Requirements> Collect every line of the records below that contains the string "tower", treating uppercase and lowercase as distinct.

Records provided>
----------------------------------------
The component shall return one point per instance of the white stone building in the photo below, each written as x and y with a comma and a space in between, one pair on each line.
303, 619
----------------------------------------
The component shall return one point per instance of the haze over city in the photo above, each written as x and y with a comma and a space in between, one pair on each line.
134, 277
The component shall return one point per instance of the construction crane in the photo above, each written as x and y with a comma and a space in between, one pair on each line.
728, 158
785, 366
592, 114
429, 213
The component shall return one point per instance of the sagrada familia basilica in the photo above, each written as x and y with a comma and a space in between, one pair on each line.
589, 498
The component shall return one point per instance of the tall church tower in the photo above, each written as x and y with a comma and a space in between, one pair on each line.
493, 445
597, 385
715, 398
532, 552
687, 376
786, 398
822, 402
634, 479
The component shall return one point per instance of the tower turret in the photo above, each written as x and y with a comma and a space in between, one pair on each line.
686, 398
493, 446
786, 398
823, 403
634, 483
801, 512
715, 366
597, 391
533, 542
----------------------------------------
Written reply>
The component shall return one point per instance of the tall church tower in the photo above, each written as x and y with a comma and a space in between, one pair on each line.
The component shall return one point per instance of the tower turret in the photo above, each written as x and y with a comma and a space in between, one pair on each line.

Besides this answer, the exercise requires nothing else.